End Polio Now

The Eradication of Polio

Rotary is an international community that brings together leaders who step up to take on the world’s toughest challenges, locally and globally. The eradication of polio is one of our longest standing and most significant efforts. Along with our partners, we have helped immunise more than 2.5 billion children against polio in 122 countries. We have reduced polio cases by 99.9 percent worldwide and we won’t stop until we end the disease for good.

Rotary has been working to eradicate polio for more than 35 years. Our goal of ridding the world of this disease is closer than ever. As a founding partner of the Global Polio Eradication Initiative, we’ve reduced polio cases by 99.9 percent since our first project to vaccinate children in the Philippines in 1979.

Rotary members have contributed more than $2.1 billion and countless volunteer hours to protect nearly 3 billion children in 122 countries from this paralysing disease. Rotary’s advocacy efforts have played a role in decisions by governments to contribute more than $10 billion to the effort.

Today, polio remains endemic only in Afghanistan and Pakistan. But it’s crucial to continue working to keep other countries polio-free. If all eradication efforts stopped today, within 10 years, polio could paralyse as many as 200,000 children each year.

The Disease

Poliomyelitis is a highly infectious disease that most commonly affects children under the age of 5.

Most know it as poliovirus. The virus is spread person to person, typically through contaminated water. It can attack the nervous system, and in some instances, lead to paralysis. Although there is no cure, there is a safe and effective vaccine – one which Rotary and our partners use to immunise over 2.5 billion children worldwide.

Health workers and volunteers participate in a door-to-door polio immunisation campaign in Kaduna, Nigeria. 13 April 2019. Rotary International is working closely with the government of Nigeria and its GPEI partners to intensify polio-eradication efforts there by addressing cultural barriers, fostering community education, and increasing surveillance in a mobile population.

# Required actions:
#1 Render this sentence from the passage on polio eradication in Spanish: "Today, polio remains endemic only in Afghanistan and Pakistan."
#2 For each statement, decide whether it agrees with the passage on polio eradication, answering yes or no and quoting the words that settle it. (a) Rotary's first project to vaccinate children took place in the Philippines in 1979. (b) A cure for polio exists. (c) Polio most commonly affects adults over the age of 50.
#3 Name every country mentioned by name in the passage on polio eradication.
The rows that follow are drawn from a different source than the passage on polio eradication.

(Data extracted from a collection)
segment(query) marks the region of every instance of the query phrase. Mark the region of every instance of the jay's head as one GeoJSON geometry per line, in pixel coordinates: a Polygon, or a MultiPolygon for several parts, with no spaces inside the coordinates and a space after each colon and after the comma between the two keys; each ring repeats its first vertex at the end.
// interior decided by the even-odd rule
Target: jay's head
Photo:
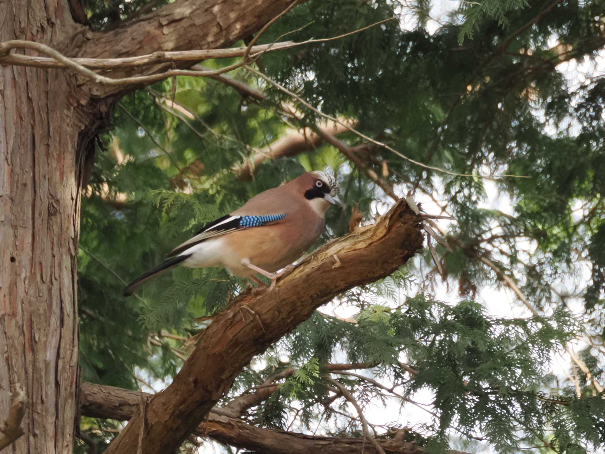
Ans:
{"type": "Polygon", "coordinates": [[[336,179],[320,171],[308,172],[302,177],[304,182],[304,197],[318,211],[325,212],[330,205],[344,204],[338,198],[338,185],[336,179]]]}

# Exercise answers:
#1 Hoy en día, la polio sigue siendo endémica solo en Afganistán y Pakistán.

#2
(a) Yes: "since our first project to vaccinate children in the Philippines in 1979"
(b) No: "Although there is no cure, there is a safe and effective vaccine"
(c) No: "most commonly affects children under the age of 5"

#3 The Philippines, Afghanistan, Pakistan, Nigeria